## Listed entries
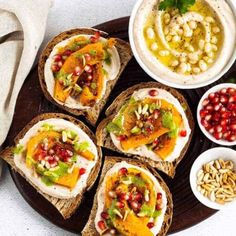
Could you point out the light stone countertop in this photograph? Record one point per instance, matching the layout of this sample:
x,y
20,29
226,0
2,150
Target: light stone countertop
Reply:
x,y
16,216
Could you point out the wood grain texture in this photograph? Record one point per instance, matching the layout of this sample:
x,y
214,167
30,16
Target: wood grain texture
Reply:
x,y
31,102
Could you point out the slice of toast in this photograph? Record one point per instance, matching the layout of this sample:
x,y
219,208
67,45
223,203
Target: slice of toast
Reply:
x,y
110,161
92,113
104,139
65,206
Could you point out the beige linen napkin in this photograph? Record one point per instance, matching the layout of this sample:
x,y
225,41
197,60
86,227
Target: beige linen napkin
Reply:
x,y
22,28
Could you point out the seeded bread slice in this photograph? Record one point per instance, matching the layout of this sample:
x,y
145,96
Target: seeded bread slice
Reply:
x,y
104,139
110,161
92,113
65,206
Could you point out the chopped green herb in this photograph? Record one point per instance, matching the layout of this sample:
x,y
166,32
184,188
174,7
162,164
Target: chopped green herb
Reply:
x,y
182,5
81,146
18,149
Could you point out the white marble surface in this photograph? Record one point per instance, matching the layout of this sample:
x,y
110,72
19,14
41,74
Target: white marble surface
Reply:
x,y
16,216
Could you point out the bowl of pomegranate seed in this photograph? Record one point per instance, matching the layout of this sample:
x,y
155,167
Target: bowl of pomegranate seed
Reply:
x,y
216,114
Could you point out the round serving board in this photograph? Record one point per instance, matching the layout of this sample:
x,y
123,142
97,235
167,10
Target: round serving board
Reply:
x,y
31,102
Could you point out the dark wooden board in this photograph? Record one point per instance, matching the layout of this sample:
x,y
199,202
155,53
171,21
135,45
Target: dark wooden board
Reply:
x,y
31,102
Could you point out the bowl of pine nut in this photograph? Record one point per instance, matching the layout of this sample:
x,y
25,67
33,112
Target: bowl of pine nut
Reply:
x,y
213,178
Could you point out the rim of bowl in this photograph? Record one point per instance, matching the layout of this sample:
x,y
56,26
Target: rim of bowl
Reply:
x,y
202,159
163,81
205,132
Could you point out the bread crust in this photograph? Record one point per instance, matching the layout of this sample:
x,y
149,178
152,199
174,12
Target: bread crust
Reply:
x,y
92,113
110,161
104,139
65,206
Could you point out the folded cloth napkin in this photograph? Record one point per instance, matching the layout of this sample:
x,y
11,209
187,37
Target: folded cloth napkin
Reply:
x,y
22,28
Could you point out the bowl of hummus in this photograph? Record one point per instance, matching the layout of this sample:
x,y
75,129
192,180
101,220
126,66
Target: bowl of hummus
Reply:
x,y
184,46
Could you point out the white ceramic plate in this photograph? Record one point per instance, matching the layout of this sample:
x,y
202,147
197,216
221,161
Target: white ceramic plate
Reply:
x,y
161,80
205,157
207,134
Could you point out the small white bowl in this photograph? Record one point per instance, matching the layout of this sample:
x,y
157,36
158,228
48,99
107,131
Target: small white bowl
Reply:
x,y
206,133
159,78
205,157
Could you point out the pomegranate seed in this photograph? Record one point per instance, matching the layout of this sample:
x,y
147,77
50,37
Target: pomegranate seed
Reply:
x,y
97,34
211,130
211,96
159,196
218,135
104,215
209,107
223,109
82,171
215,100
138,197
183,133
121,137
123,171
223,99
224,122
226,135
55,68
203,113
218,129
156,114
158,207
153,92
217,107
135,205
101,224
231,91
232,98
216,117
112,231
205,124
150,225
231,106
226,114
223,91
60,64
90,77
205,102
233,127
124,196
112,194
120,204
208,117
87,56
67,52
231,138
88,68
57,58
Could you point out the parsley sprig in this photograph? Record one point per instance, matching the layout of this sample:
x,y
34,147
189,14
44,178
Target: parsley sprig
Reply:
x,y
182,5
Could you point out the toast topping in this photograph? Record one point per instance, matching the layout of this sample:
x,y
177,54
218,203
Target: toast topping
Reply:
x,y
132,203
151,121
56,155
80,68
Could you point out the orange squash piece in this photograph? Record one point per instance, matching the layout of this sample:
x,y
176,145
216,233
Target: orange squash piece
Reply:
x,y
69,180
139,140
87,155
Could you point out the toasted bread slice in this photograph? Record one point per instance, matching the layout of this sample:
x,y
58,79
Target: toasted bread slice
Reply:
x,y
65,206
104,139
110,161
92,113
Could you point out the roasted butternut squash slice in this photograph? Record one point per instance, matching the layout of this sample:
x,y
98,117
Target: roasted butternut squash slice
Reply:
x,y
139,140
69,180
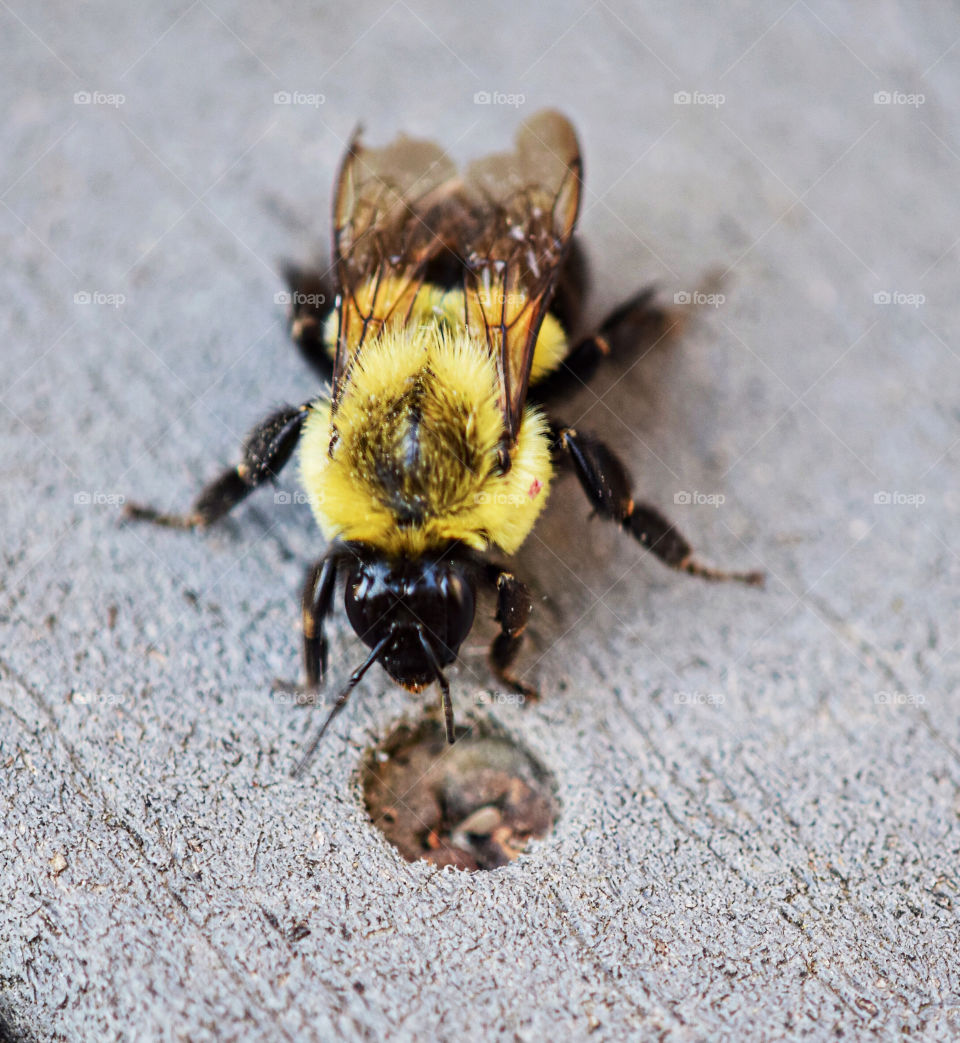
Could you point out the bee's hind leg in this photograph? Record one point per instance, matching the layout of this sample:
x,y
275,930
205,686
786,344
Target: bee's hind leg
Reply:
x,y
607,486
266,449
647,323
513,607
311,300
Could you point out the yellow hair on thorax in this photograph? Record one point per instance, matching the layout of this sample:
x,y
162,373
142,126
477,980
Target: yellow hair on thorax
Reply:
x,y
409,461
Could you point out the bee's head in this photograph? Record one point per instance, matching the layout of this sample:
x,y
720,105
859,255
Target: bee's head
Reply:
x,y
422,610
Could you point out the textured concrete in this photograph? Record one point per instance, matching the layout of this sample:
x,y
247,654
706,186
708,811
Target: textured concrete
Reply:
x,y
759,791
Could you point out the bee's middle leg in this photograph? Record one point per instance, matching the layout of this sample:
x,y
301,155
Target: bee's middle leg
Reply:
x,y
607,486
266,449
312,299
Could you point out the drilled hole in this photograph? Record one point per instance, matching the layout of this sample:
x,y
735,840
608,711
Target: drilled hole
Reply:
x,y
476,804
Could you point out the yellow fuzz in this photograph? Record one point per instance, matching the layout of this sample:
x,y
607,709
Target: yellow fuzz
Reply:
x,y
409,462
432,305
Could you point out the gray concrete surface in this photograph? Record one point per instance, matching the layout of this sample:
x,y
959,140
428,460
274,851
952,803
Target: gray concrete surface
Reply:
x,y
759,790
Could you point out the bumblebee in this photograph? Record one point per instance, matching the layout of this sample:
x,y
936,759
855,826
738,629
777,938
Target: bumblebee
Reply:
x,y
444,340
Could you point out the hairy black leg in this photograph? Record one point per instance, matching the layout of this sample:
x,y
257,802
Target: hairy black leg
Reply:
x,y
315,606
646,321
266,449
513,607
312,298
607,486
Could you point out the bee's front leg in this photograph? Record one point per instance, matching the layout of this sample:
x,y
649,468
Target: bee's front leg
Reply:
x,y
267,447
315,606
513,606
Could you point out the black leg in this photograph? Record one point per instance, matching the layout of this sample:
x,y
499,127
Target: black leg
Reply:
x,y
607,486
312,298
513,606
315,605
646,321
267,447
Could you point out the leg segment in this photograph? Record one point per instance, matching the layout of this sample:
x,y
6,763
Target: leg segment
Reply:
x,y
267,447
607,486
315,606
640,314
513,606
312,298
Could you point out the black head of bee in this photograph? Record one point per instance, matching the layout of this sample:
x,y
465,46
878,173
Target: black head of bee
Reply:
x,y
415,612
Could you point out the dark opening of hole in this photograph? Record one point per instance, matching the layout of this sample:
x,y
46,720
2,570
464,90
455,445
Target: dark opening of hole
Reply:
x,y
475,804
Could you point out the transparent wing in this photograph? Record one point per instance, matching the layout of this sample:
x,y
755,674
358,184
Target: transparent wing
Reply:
x,y
388,216
521,212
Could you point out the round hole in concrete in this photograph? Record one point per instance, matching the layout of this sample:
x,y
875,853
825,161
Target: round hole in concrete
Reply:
x,y
475,804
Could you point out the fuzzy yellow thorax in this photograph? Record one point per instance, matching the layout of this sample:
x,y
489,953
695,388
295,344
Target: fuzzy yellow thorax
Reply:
x,y
409,462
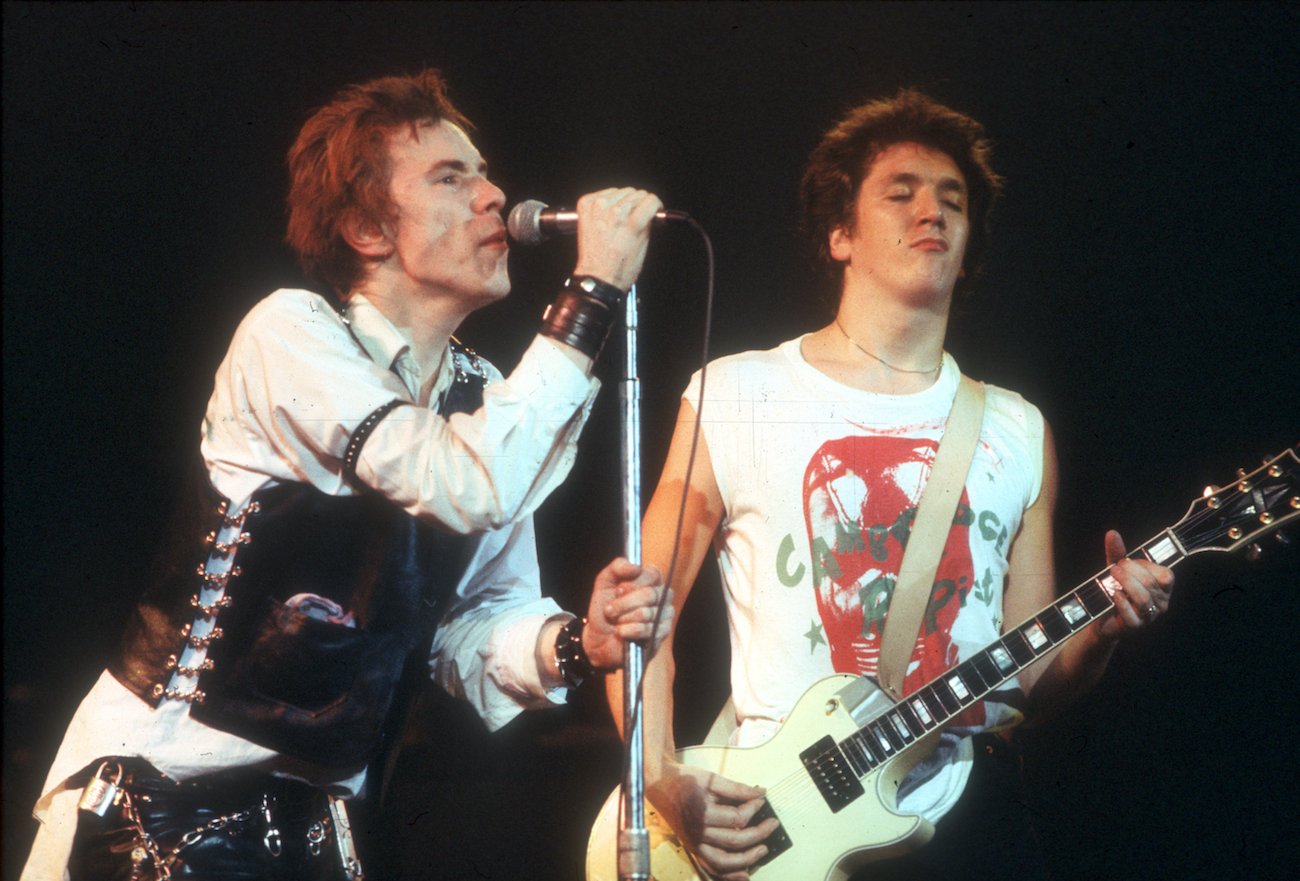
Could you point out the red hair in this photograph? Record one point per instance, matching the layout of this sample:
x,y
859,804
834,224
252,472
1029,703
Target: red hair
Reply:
x,y
338,168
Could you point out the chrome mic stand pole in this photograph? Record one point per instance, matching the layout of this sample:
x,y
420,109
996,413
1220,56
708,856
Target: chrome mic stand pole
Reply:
x,y
633,837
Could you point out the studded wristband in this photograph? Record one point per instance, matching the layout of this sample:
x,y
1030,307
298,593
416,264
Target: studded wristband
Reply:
x,y
570,656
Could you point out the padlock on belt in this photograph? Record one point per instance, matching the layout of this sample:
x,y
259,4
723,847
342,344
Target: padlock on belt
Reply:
x,y
100,793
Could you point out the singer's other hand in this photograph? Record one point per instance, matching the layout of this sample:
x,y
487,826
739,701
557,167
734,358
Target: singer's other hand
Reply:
x,y
612,234
623,607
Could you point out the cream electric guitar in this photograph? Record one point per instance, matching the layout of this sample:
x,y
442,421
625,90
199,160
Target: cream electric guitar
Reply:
x,y
832,771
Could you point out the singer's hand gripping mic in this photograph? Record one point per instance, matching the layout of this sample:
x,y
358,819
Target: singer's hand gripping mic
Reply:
x,y
532,221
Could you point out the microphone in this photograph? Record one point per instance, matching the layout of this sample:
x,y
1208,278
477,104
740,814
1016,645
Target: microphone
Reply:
x,y
532,222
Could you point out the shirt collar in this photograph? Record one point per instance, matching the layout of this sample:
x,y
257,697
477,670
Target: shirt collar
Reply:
x,y
390,348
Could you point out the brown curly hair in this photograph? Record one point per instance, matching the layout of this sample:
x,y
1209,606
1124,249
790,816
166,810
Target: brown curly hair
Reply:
x,y
338,166
843,160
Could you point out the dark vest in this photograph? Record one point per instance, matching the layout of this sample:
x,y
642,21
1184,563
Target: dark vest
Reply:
x,y
312,689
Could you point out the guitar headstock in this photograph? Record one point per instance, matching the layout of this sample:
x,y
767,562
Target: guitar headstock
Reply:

## Exercise
Each line from the one containing "Could you point out the shirt" to the end of the records should be echoed exactly, and no other line.

## Answer to the task
Could you point out the shirt collar in this photograph? Record one point per instance, matching the layout of this sample:
x,y
257,697
477,670
Target: shirt collar
Reply:
x,y
390,348
Could you point out the brown curly hair in this photograph? Record one point per instance, matching the layout of this sample:
x,y
1209,606
1124,249
790,816
166,810
Target: brown curly hair
Reply:
x,y
338,166
843,160
Could you point out the dark vest in this photograph? Record one point per instance, matching the layout of this sample:
x,y
642,21
1184,563
Target: dark vest
Reply:
x,y
312,689
Could you point out the guitar headstock in this photograph? Record one point per instance, matching the layout of this sample:
x,y
767,562
Target: guitar headstock
Reply:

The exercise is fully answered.